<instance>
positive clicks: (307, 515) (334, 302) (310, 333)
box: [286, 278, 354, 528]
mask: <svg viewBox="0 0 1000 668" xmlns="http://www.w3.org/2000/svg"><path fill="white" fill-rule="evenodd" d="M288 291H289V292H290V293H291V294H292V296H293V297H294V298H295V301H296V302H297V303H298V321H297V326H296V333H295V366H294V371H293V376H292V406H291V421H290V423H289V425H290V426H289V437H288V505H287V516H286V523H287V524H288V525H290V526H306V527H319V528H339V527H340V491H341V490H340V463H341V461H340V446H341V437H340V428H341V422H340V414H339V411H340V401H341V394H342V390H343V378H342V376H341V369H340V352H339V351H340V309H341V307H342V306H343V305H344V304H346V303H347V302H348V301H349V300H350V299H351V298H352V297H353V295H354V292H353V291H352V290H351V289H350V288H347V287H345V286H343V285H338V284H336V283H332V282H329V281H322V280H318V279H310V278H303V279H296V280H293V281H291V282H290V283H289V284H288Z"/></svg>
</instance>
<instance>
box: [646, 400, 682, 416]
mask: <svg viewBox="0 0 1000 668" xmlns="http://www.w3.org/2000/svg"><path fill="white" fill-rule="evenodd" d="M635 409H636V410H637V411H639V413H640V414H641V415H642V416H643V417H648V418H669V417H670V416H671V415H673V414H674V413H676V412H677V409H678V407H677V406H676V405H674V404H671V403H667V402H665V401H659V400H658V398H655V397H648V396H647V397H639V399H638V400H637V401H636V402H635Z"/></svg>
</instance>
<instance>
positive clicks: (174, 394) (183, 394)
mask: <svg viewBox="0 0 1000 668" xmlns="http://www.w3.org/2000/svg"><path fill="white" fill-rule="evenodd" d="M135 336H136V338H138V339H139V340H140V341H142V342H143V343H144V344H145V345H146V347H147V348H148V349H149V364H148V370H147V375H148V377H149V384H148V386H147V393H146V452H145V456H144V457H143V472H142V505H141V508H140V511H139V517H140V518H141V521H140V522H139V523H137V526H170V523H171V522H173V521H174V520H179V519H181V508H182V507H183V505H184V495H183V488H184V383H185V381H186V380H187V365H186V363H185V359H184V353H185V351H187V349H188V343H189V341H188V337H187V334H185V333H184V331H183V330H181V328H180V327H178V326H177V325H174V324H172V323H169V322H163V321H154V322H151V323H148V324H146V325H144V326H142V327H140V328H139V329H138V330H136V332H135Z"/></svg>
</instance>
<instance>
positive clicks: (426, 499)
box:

—————

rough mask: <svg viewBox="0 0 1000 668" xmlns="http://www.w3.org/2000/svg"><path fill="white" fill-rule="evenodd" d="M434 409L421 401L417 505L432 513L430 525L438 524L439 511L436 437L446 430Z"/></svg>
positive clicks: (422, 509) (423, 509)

—————

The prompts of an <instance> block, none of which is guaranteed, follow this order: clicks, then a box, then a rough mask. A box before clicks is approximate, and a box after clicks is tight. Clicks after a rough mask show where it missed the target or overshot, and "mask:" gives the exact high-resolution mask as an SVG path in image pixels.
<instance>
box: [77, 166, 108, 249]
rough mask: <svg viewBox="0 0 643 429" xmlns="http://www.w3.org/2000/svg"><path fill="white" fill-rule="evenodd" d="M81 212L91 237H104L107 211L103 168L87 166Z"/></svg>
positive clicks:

—————

▶ [REQUIREMENT]:
On how many lines of the data does "rough" appear? Give only that number.

▶ [ANSWER]:
3